(Text-to-region grounding data)
# # # # # # #
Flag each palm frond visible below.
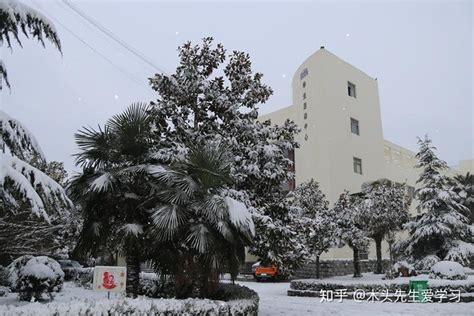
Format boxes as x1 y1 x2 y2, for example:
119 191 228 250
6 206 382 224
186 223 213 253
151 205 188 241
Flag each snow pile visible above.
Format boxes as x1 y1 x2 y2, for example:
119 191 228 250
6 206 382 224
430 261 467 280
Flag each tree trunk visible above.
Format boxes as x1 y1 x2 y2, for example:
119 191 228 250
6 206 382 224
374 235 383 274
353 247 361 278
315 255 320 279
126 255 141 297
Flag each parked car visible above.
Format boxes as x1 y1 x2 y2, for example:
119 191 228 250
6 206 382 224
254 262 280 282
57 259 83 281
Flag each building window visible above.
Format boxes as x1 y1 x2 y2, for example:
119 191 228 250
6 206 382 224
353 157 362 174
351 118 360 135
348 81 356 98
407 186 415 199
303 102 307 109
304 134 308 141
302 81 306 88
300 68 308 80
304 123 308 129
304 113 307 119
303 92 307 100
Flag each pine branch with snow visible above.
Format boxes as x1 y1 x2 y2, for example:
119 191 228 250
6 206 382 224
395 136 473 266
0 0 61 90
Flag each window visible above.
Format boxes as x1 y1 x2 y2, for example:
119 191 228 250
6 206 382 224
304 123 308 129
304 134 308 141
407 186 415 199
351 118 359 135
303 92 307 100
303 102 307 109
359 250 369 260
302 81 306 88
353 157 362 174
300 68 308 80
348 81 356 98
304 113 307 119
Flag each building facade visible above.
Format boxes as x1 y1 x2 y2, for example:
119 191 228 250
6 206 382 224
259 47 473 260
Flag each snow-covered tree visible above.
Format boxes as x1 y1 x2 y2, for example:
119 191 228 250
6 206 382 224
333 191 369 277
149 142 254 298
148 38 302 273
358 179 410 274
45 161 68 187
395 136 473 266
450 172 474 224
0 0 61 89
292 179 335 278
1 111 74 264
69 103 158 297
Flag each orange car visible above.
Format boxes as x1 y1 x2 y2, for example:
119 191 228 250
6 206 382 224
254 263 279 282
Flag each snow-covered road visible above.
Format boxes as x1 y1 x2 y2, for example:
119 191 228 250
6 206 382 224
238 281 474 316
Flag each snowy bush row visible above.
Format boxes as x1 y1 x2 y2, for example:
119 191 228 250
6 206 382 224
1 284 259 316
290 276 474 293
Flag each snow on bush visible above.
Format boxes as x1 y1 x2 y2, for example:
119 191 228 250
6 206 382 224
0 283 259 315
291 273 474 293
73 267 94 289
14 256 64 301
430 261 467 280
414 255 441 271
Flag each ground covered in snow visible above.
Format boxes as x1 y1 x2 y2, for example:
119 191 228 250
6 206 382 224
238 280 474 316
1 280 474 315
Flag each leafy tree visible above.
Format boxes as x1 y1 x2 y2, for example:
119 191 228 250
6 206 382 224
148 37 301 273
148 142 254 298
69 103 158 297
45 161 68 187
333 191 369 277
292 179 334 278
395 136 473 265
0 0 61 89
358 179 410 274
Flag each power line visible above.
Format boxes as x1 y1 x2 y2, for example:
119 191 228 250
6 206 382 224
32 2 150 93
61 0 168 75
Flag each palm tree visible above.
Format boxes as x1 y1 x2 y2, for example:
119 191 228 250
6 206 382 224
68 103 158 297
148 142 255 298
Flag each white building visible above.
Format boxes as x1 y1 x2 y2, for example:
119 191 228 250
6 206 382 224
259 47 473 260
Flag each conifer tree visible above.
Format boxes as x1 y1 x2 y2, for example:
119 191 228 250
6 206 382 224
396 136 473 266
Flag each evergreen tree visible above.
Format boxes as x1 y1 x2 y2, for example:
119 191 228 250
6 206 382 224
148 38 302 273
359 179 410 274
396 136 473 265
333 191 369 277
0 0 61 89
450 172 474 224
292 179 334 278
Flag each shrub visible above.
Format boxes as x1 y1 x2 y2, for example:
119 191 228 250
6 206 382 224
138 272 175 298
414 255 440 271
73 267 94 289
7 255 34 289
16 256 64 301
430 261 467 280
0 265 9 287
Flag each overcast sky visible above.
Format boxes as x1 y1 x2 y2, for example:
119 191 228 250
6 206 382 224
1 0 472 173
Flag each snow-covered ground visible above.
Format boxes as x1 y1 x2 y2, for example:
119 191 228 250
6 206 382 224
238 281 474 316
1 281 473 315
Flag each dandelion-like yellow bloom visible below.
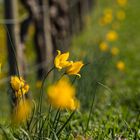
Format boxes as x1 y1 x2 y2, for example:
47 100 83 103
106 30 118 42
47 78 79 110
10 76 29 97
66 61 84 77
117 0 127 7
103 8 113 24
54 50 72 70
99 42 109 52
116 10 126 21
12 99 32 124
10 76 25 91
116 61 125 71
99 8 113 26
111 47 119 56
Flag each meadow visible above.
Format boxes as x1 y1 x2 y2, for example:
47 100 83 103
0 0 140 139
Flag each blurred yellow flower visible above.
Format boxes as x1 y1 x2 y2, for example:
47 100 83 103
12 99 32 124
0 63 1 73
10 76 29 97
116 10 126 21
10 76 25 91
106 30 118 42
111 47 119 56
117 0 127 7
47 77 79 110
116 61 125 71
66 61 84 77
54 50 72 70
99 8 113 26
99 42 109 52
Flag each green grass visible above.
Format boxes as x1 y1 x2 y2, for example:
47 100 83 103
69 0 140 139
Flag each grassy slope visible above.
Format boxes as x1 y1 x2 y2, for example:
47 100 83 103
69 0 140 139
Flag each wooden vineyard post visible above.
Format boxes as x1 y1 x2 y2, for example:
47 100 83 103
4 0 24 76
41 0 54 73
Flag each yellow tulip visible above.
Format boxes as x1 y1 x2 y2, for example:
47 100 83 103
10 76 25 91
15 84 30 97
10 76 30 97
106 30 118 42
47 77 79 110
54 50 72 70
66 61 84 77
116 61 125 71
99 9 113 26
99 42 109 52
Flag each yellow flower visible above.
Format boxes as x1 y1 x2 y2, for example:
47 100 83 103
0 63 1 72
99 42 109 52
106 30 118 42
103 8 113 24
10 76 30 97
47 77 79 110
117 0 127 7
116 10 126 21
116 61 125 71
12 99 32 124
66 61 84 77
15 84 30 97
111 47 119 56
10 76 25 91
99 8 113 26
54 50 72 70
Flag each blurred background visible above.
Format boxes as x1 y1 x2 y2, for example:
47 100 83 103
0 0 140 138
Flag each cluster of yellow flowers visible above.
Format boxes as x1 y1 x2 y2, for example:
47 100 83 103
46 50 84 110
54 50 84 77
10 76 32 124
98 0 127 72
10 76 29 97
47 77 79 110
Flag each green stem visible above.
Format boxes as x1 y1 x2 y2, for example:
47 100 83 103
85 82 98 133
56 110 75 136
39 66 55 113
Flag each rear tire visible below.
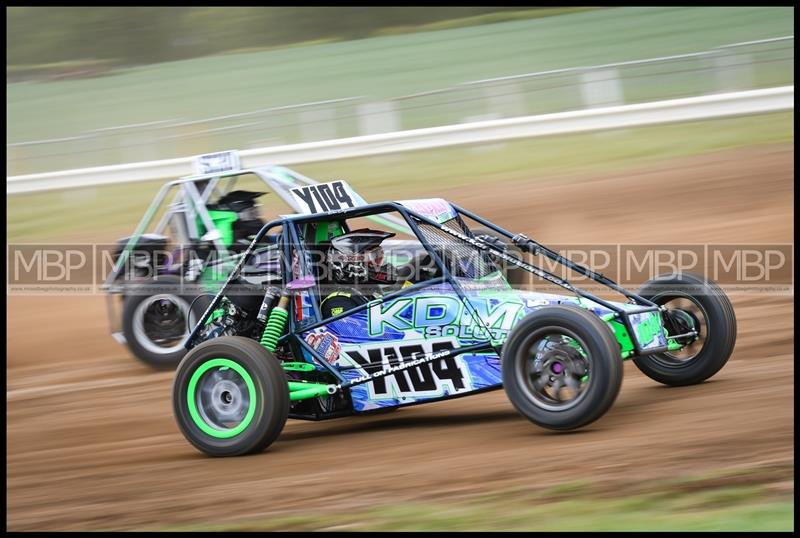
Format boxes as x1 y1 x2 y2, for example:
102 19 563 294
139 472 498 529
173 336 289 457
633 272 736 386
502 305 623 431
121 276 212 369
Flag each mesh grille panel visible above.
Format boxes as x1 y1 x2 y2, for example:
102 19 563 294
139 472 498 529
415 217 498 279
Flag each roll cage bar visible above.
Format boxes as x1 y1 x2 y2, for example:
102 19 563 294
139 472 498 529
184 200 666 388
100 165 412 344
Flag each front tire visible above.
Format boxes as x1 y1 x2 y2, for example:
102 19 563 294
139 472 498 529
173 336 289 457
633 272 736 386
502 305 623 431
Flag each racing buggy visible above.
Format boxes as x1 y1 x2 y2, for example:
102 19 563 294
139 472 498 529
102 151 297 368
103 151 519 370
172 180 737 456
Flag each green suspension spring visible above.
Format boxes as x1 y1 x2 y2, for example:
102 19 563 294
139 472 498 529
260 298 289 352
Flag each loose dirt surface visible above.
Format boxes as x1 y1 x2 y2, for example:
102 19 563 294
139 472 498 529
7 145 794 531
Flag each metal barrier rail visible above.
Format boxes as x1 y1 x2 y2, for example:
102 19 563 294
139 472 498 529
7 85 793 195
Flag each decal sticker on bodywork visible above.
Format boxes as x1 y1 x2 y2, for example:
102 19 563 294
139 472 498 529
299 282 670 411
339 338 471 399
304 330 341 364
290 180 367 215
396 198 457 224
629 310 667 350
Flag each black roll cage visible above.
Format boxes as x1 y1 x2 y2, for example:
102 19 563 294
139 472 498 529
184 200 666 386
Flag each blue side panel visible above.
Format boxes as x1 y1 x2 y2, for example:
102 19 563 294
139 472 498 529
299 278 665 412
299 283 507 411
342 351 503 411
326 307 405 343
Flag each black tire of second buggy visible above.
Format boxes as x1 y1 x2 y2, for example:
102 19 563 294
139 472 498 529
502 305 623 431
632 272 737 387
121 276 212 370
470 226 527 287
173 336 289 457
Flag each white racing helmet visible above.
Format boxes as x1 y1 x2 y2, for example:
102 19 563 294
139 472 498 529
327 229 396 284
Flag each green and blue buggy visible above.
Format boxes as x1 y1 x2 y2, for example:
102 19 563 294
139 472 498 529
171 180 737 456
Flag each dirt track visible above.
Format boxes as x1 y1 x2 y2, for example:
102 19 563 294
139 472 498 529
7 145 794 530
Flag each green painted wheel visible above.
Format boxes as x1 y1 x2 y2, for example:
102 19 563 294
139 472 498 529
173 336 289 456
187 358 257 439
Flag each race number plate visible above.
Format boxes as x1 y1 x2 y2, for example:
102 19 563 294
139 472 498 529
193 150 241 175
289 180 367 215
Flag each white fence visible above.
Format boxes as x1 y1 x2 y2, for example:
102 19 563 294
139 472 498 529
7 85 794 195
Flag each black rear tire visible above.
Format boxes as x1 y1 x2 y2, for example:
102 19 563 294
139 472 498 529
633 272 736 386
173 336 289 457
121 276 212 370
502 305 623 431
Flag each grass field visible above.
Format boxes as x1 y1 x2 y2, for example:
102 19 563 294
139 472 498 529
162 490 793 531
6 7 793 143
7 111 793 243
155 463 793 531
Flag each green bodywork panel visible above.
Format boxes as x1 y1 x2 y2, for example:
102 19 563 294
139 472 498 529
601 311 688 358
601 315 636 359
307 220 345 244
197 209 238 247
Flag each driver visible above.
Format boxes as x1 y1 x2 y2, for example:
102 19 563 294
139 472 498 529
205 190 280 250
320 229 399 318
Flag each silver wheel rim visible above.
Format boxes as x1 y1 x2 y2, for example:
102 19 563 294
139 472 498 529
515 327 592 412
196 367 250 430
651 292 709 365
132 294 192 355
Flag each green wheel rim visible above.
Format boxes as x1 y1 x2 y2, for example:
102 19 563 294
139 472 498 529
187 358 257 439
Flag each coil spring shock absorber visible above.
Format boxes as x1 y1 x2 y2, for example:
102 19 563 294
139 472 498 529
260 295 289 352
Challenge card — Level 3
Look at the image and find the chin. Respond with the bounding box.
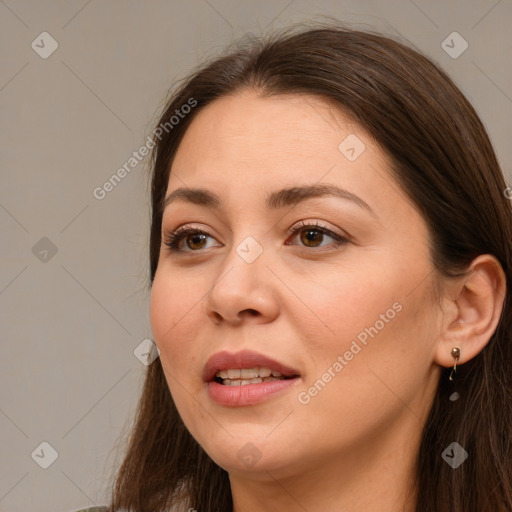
# # # # # # #
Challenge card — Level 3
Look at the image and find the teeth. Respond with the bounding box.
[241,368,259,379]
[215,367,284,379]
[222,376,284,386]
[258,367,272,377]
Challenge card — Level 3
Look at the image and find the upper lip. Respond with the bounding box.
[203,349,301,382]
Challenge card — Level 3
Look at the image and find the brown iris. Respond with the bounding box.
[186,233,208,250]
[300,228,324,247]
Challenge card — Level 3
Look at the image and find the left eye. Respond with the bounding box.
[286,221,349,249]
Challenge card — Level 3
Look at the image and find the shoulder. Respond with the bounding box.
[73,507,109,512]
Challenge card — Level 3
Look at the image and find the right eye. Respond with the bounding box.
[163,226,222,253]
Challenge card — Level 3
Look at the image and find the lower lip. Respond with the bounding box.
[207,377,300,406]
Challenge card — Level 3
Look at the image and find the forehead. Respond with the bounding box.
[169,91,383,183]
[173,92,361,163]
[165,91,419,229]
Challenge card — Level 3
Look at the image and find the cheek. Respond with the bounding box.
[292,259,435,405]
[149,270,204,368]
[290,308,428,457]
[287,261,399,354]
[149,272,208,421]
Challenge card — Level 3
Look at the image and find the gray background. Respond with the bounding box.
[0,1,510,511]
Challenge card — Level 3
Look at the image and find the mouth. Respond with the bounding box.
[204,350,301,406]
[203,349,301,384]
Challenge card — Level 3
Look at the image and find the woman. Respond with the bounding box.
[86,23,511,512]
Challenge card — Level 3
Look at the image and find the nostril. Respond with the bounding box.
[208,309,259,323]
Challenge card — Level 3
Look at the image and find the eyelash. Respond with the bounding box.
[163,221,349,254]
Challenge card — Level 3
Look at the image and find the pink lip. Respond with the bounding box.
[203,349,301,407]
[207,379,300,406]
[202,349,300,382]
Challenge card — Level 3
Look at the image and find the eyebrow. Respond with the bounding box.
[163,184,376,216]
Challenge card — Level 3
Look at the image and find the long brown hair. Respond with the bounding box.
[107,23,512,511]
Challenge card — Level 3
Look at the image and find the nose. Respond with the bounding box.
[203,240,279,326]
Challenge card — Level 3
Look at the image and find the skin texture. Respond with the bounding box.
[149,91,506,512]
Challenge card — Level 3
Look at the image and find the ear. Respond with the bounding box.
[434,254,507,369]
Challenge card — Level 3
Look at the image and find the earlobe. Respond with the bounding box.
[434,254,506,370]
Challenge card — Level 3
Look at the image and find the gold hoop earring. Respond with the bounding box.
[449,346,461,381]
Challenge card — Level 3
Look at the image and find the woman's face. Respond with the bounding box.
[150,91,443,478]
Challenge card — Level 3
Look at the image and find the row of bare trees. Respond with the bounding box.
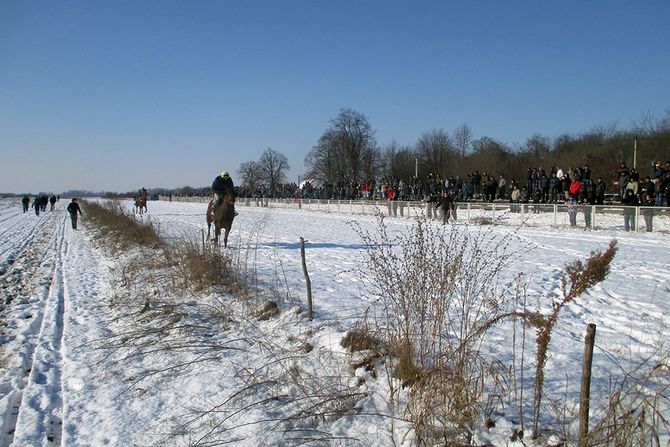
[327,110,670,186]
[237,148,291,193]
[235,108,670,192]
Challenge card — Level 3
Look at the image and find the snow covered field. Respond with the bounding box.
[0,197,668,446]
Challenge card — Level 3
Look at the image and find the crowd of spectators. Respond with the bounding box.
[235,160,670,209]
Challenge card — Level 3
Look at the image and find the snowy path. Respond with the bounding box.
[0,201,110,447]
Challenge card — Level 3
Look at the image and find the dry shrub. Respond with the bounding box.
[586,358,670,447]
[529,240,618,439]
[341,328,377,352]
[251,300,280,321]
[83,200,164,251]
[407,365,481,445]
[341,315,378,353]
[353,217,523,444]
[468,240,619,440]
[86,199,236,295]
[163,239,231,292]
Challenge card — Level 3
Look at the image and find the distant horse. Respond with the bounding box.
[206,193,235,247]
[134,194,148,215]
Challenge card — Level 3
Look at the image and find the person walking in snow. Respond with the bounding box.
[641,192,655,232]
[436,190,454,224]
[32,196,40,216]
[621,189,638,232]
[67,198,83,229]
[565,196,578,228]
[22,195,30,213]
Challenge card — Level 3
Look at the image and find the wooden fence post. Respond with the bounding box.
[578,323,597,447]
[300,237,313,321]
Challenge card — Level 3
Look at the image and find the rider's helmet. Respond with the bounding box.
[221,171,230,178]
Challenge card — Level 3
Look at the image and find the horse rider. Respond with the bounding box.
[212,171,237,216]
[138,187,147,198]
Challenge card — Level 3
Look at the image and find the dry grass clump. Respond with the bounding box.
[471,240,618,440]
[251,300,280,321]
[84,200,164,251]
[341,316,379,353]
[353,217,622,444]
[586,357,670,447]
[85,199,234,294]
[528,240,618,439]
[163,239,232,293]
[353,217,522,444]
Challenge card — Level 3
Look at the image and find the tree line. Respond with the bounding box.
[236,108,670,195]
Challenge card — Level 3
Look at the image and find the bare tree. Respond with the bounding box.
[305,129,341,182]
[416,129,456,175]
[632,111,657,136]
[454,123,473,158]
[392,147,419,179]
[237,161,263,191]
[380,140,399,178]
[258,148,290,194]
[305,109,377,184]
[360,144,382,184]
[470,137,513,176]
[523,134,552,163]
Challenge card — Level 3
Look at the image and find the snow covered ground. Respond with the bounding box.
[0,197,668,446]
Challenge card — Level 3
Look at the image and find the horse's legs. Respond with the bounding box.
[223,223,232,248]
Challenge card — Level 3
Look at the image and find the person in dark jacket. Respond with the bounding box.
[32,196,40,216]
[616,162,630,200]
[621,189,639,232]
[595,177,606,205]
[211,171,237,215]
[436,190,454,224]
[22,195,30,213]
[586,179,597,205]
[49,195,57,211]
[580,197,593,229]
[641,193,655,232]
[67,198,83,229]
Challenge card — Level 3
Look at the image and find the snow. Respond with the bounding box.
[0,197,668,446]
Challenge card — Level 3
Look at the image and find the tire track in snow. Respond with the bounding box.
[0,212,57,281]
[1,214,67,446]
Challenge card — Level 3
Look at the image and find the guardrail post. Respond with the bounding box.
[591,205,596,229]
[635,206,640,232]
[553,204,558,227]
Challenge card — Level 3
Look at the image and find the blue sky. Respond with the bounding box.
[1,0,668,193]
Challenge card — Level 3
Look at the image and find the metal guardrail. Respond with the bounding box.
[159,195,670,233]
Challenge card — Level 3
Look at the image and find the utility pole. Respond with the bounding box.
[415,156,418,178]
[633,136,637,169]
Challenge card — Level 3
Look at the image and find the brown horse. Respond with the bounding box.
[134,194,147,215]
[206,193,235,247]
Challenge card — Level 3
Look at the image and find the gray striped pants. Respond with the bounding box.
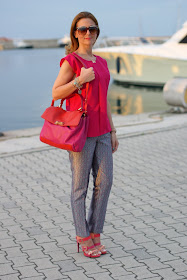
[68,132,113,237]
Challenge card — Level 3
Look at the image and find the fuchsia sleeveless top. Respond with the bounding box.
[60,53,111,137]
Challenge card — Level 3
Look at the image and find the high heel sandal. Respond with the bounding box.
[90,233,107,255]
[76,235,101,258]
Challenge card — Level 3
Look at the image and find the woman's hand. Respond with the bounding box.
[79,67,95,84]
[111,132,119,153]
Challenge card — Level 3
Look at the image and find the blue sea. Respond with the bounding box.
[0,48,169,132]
# # # # # # #
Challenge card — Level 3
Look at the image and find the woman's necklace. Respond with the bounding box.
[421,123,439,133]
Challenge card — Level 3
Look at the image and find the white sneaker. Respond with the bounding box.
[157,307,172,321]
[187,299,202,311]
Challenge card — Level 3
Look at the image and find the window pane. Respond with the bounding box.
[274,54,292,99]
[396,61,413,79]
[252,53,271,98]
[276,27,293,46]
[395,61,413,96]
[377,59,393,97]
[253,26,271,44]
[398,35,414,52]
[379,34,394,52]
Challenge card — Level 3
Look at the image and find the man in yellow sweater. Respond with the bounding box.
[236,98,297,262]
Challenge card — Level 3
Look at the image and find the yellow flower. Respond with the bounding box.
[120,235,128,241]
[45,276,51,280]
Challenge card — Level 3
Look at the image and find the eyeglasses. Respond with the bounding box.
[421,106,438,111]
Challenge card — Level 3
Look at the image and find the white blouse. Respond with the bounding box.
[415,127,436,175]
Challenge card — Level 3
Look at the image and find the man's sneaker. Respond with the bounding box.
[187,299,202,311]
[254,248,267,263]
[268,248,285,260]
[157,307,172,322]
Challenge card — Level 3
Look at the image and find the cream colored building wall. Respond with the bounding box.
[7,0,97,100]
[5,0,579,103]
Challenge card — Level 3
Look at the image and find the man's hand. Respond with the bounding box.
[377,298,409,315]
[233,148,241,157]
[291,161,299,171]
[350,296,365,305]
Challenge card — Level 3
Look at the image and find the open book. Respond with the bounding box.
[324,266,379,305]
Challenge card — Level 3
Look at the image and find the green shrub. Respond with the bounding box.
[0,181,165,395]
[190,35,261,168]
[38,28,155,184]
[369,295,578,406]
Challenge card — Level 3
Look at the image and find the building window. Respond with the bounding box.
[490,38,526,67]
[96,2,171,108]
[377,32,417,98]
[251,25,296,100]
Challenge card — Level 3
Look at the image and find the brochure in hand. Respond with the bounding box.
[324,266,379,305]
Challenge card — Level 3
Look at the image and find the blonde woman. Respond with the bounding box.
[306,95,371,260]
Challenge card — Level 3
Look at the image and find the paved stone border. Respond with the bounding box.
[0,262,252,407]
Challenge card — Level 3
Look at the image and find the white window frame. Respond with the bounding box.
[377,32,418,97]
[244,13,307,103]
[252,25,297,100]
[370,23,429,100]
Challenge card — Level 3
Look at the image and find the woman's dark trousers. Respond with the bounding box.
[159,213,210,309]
# # # # # # #
Work required: Starting at the line above with "Flag each palm frond visible below.", output every line exactly up to and including the line with "Flag each tree trunk visible above.", but none of the pictures.

Result of the task:
Flag each palm frond visible below.
Format boxes as x1 y1 x2 y2, for example:
119 191 228 250
6 206 382 224
186 223 213 253
151 205 188 241
Flag each snow pile visible above.
Format boxes as x1 y1 x2 y2, for example:
119 191 228 250
6 206 382 224
430 261 467 280
Flag each tree trunk visible above.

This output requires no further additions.